> **Exercise instructions**
Nothing but the pictures should be left out when you copy the records exactly.

[Stored records]
Start of Block

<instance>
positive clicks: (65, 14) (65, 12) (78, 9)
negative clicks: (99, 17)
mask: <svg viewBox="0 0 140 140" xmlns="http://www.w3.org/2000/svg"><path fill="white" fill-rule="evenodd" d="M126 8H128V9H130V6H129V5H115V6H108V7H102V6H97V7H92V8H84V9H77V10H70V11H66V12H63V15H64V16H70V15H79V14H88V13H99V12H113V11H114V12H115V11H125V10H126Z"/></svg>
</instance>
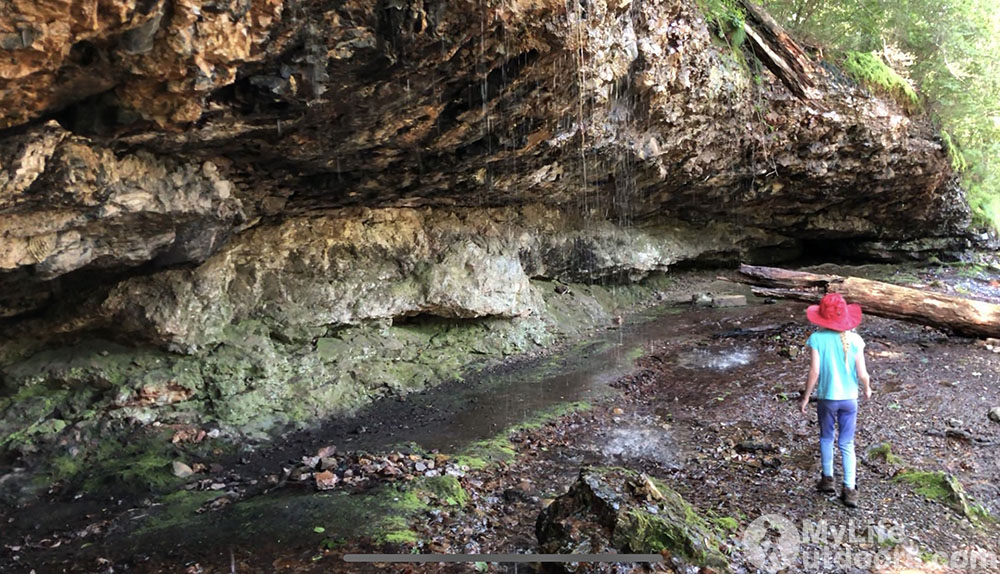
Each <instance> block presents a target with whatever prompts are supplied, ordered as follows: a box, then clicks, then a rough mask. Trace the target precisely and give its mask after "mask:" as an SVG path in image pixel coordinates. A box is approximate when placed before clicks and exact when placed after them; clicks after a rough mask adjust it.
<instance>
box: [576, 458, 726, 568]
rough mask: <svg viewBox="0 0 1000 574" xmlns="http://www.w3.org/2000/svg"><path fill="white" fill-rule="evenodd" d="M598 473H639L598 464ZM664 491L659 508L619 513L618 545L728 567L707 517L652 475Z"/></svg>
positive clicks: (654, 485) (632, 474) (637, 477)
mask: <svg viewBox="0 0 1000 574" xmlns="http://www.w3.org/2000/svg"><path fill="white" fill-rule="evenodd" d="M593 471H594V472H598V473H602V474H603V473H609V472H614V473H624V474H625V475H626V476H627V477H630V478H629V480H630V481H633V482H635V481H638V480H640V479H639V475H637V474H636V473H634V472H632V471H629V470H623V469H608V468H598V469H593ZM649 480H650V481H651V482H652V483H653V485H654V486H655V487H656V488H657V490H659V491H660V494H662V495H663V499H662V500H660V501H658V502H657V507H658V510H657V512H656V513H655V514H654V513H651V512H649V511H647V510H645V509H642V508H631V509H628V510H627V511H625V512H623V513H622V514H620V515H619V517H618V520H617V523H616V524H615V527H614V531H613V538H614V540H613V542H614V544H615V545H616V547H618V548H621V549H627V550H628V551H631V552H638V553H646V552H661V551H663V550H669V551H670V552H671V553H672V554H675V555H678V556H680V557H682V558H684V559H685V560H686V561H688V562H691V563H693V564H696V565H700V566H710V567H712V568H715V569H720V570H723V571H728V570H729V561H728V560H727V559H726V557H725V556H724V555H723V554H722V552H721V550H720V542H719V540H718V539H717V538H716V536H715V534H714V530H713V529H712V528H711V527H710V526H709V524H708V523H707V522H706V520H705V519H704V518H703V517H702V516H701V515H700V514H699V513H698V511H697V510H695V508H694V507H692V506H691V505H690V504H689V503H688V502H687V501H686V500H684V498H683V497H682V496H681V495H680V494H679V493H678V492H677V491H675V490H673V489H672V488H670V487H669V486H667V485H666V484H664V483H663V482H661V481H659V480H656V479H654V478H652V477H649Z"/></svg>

End of Block

> **Final answer**
<instance>
positive clicks: (65, 14) (65, 12) (78, 9)
negative clicks: (99, 17)
mask: <svg viewBox="0 0 140 140" xmlns="http://www.w3.org/2000/svg"><path fill="white" fill-rule="evenodd" d="M126 8H128V9H130V6H129V5H115V6H108V7H102V6H97V7H92V8H84V9H77V10H70V11H66V12H63V15H64V16H70V15H79V14H88V13H99V12H113V11H114V12H115V11H125V10H126Z"/></svg>
</instance>
Each <instance> block presents a target with whatever prompts are supplied, ordered as follows: a box, then clicks, then a rough mask. Trace the target precisely and give its mask after "mask:" as an SVG path in image pixel coordinates. A box is approximate when placed before clicks and exact when placed after them; clicks after a rough mask adjust it.
<instance>
box: [576, 458, 726, 568]
rough mask: <svg viewBox="0 0 1000 574" xmlns="http://www.w3.org/2000/svg"><path fill="white" fill-rule="evenodd" d="M598 473H639L598 464ZM664 491L659 508L619 513L618 545L728 567L707 517L652 475Z"/></svg>
positive clicks: (654, 485) (632, 474) (637, 477)
mask: <svg viewBox="0 0 1000 574" xmlns="http://www.w3.org/2000/svg"><path fill="white" fill-rule="evenodd" d="M593 471H594V472H598V473H602V474H603V473H609V472H614V473H624V474H625V475H626V476H627V477H630V478H629V480H630V481H633V482H635V481H638V480H640V479H639V475H637V474H636V473H634V472H632V471H629V470H623V469H608V468H598V469H593ZM649 480H650V481H651V482H652V483H653V485H654V486H655V487H656V488H657V490H659V491H660V494H662V495H663V499H662V500H660V501H658V502H657V507H658V510H657V512H656V513H655V514H654V513H651V512H649V511H647V510H645V509H642V508H631V509H628V510H627V511H625V512H623V513H622V514H620V515H619V517H618V520H617V523H616V524H615V527H614V531H613V538H614V540H613V542H614V544H615V545H616V547H618V548H621V549H627V550H628V551H631V552H638V553H646V552H661V551H663V550H669V551H670V552H671V553H672V554H675V555H678V556H680V557H682V558H684V559H685V560H686V561H688V562H691V563H693V564H696V565H700V566H710V567H712V568H715V569H720V570H723V571H728V570H729V561H728V560H727V559H726V557H725V556H724V555H723V554H722V552H721V550H720V542H719V540H718V539H717V538H716V536H715V534H714V530H713V529H712V528H711V527H710V526H709V524H708V523H707V522H706V520H705V519H704V518H703V517H702V516H701V515H700V514H699V513H698V511H697V510H695V508H694V507H692V506H691V505H690V504H689V503H688V502H687V501H686V500H684V498H683V497H682V496H681V495H680V494H679V493H678V492H677V491H675V490H673V489H672V488H670V487H669V486H667V485H666V484H664V483H663V482H661V481H659V480H656V479H654V478H652V477H649Z"/></svg>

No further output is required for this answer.